> [Task set]:
A: In the passage about start-up founders, how many days does the seaweed harvest take?
B: Repeat word for word the part of the passage about start-up founders starting with "Burger patties and" and going on through "and later internationally.".
C: Pick up the passage about start-up founders from where it stops and keep writing it.

> [Excerpt provided]:
☆ ☆ ☆ ☆ ☆

It is another plant product – seaweed – that Shawn Senarath (24) from Colombo will put forward for attention and investment through his business Ceylon Aqua and Agri, as he says with conviction that there is much potential for it. Getting seaweed from farmers, a majority of whom are women, in Jaffna and Mannar, he says it is a stable income generator because the harvesting can be done in 50 days. While seaweed strengthens the coastal eco-system and restores it rather than taking anything away from it, value-addition and vertical integration of this product could bring into the country much-needed foreign exchange because it is a popular and nutritious food in many countries. Shawn is offering sea-moss gel which has 92 of the 102 minerals essential for human well-being.

Burger patties and nuggets, both jackfruit based are what Sahan Bakmiwewa (28) from Colombo puts up for grabs to investors through his company dubbed Plant Based Studios. He was engaged in organic spice exports from his Matale factory when numerous were the queries from the west about polos, the tender jakfruit. Why, he wondered, and found to his amazement that with many going down the vegan pathway, the attraction of polos was its meat-like texture which made it a good vegan substitute. Sahan too tried to go vegan, but the resolve lasted only three days, he smiles, for the food was not very tasty but it was very expensive. While his company is also producing rice milk made from traditional rice varieties, he is hoping that investors would pick up the polos burger patty and nugget and make them sizzle in hotels, restaurants and cafes locally and later internationally.

Sharmilan Somasundaram (28) from Batticaloa introduces us to his start-up Niftron which is offering ‘blockchain’ technology. This technology, a service platform, is an advanced database mechanism that allows transparent information sharing within a business network, he says, explaining that a blockchain database stores data in “blocks” that are linked together in a “chain”. Sharmilan underscores that there is no paper trail or documents which could be fiddled with. A blockchain, say with regard to an organic product, would leave clear traceability from farm to market, with consumers being able to scan a QR Code and see its journey. Citing a few examples, he says that this service platform can be used to trace the story of the cultivation of traditional rice varieties, Sri Lankan women in the apparel industry who stitch intricate lace and whether plastic manufacturers are in reality using recycled raw material.

☆ ☆ ☆ ☆ ☆

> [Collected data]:
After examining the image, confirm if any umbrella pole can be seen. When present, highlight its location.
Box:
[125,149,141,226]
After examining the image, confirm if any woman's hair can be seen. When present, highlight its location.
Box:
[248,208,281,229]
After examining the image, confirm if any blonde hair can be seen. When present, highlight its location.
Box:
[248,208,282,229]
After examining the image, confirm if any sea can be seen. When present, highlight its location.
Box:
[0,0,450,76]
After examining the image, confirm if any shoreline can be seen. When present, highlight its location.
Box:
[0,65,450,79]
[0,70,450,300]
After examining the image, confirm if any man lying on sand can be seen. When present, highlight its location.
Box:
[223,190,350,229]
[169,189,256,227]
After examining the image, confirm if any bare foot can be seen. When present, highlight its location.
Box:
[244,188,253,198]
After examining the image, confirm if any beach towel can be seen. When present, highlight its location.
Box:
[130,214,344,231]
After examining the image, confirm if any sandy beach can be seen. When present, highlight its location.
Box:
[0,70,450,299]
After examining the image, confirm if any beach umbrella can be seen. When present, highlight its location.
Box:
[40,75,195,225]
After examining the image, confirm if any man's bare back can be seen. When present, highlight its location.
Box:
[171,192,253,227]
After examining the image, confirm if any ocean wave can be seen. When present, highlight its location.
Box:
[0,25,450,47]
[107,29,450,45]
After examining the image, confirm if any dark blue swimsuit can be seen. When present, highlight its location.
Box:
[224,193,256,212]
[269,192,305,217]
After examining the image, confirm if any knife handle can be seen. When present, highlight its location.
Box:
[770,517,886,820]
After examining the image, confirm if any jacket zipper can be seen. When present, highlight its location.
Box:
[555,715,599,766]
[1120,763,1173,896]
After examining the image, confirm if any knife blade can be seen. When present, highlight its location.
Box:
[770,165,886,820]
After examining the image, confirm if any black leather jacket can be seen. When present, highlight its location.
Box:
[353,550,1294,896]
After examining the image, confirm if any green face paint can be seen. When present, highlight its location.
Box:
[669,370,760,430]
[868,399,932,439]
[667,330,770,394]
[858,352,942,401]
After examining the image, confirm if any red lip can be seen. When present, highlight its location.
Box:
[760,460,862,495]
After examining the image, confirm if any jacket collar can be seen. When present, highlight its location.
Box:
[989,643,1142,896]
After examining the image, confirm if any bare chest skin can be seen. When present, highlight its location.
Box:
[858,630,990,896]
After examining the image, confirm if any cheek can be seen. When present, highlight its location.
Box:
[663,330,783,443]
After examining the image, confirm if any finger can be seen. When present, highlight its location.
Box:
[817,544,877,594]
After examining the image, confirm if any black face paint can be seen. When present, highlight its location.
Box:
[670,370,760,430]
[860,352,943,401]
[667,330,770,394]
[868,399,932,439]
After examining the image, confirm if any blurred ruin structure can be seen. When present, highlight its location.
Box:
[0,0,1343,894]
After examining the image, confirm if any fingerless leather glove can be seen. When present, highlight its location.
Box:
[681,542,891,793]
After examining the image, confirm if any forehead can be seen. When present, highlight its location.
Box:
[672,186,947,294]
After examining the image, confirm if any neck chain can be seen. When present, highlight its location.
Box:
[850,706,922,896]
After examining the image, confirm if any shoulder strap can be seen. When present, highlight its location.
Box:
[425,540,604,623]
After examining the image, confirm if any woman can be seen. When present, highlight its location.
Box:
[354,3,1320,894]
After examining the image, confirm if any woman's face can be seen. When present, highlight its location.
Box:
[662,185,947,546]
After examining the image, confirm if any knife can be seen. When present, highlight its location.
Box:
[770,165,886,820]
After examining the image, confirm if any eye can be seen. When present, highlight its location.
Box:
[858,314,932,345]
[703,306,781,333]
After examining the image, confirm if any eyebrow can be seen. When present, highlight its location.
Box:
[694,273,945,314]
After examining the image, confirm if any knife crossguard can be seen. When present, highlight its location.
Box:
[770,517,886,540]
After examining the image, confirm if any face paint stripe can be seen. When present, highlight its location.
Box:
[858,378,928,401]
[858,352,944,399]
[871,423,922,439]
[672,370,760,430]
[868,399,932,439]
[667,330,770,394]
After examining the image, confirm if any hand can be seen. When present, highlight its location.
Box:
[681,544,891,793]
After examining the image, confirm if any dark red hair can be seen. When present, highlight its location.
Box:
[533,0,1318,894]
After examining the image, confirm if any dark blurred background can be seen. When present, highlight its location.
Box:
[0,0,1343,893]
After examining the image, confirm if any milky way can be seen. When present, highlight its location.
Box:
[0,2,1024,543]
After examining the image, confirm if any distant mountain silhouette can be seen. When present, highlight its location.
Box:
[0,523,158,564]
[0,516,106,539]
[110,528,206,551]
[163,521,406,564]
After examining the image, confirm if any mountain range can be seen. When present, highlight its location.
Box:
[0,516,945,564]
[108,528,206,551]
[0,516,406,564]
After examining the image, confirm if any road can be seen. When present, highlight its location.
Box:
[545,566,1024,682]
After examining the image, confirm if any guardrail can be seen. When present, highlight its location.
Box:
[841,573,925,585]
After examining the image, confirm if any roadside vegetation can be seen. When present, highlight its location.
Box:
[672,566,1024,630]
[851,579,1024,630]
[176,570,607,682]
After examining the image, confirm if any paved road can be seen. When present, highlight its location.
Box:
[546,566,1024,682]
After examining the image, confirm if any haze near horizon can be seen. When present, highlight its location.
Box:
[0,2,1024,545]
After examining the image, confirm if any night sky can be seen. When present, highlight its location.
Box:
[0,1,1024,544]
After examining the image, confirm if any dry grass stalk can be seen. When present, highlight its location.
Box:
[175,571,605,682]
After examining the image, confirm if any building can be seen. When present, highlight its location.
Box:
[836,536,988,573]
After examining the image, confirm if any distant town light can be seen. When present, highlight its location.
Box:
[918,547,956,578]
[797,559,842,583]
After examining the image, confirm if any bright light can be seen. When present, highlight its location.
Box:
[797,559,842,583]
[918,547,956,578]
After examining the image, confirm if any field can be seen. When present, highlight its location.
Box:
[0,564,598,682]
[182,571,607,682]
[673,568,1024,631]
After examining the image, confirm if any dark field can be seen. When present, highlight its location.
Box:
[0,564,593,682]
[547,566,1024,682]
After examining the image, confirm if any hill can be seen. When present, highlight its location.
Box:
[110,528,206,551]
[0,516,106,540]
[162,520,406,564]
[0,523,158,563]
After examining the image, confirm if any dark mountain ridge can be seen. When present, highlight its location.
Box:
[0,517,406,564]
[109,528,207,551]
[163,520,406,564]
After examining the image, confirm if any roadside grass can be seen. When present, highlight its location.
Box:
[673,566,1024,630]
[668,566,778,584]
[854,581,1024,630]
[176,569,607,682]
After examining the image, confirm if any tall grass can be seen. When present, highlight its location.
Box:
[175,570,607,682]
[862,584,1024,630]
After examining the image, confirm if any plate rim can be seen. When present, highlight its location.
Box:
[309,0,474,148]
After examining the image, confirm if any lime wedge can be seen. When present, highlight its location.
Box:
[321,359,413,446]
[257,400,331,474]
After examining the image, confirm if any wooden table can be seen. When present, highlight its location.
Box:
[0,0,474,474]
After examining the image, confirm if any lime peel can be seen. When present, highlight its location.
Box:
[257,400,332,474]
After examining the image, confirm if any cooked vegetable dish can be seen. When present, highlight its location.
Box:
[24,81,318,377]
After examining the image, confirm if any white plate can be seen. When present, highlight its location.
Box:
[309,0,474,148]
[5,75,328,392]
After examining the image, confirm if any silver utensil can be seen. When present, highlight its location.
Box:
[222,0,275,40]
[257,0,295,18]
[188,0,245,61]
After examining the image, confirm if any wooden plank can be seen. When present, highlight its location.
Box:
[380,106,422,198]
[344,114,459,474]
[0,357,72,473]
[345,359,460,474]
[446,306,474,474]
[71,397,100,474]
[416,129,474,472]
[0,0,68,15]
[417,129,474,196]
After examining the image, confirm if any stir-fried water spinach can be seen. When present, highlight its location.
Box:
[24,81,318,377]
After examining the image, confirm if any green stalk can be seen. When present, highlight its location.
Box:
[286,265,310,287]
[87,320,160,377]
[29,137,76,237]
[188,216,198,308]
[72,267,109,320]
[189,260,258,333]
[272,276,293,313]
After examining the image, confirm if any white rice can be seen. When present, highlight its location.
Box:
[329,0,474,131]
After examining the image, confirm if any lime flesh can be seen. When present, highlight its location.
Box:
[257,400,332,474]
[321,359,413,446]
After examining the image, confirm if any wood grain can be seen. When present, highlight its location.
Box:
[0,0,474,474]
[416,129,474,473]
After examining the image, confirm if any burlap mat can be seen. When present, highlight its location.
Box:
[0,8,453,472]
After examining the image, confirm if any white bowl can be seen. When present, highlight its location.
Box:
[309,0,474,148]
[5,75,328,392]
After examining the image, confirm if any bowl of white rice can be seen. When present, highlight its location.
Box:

☆ ☆ ☆ ☆ ☆

> [Answers provided]:
A: The harvest can be done in 50 days.

B:
Burger patties and nuggets, both jackfruit based are what Sahan Bakmiwewa (28) from Colombo puts up for grabs to investors through his company dubbed Plant Based Studios. He was engaged in organic spice exports from his Matale factory when numerous were the queries from the west about polos, the tender jakfruit. Why, he wondered, and found to his amazement that with many going down the vegan pathway, the attraction of polos was its meat-like texture which made it a good vegan substitute. Sahan too tried to go vegan, but the resolve lasted only three days, he smiles, for the food was not very tasty but it was very expensive. While his company is also producing rice milk made from traditional rice varieties, he is hoping that investors would pick up the polos burger patty and nugget and make them sizzle in hotels, restaurants and cafes locally and later internationally.

C:
It is another traceability solution with a different tweak that Mathangey Sathiyamoorthy (27) from Colombo is putting forth through her company, Polar. This solution uses the Internet of Things (IOT) technology, she says, allowing the tracking of any type of perishable food through all stages of production, processing and distribution. Picking up a stock of vegetables being transported from a Sigiriya farm to a market shelf in Colombo in a truck with cooling facilities, Mathangey says this platform and device would send real-time data and alerts when necessary on the condition of the stock. Then if there is a disturbance in the temperature which could cause a deterioration of the vegetables, immediate action could be taken to correct it. Global expansion is what she is looking for.

Joining on Zoom from Matale is Kapila Weeratunga Arachchi (59),  an entrepreneur who develops and manufactures different types of dryers through his company Saviru Technologies & Services, for businesses engaged in dehydration techniques for vegetables and fruit. His dryers with a capacity ranging from 5 kilos to 5,000 kilos can work with wood, oil, gas or electricity. Now brand development is his forward direction.

Says Good Life X CEO Randhula de Silva that they are excited to have the next generation of innovators of Sri Lanka fully embrace the potential of these undiscovered ingredients and take it to greater heights internationally. “This community of entreprenurs aims to mark Sri Lanka on the global map for the right reasons.” The final words come from Head of Conservation & Sustainability, Dilmah Tea, Shamodi Nanayakkara: “The six companies of the Lost Ingredients Lab were handpicked through a tough competition. Looking at the impact and the progress they have made through the programme, we are proud to commend them as trailblazers of Genesis.”

 

Article published on The Sunday Times.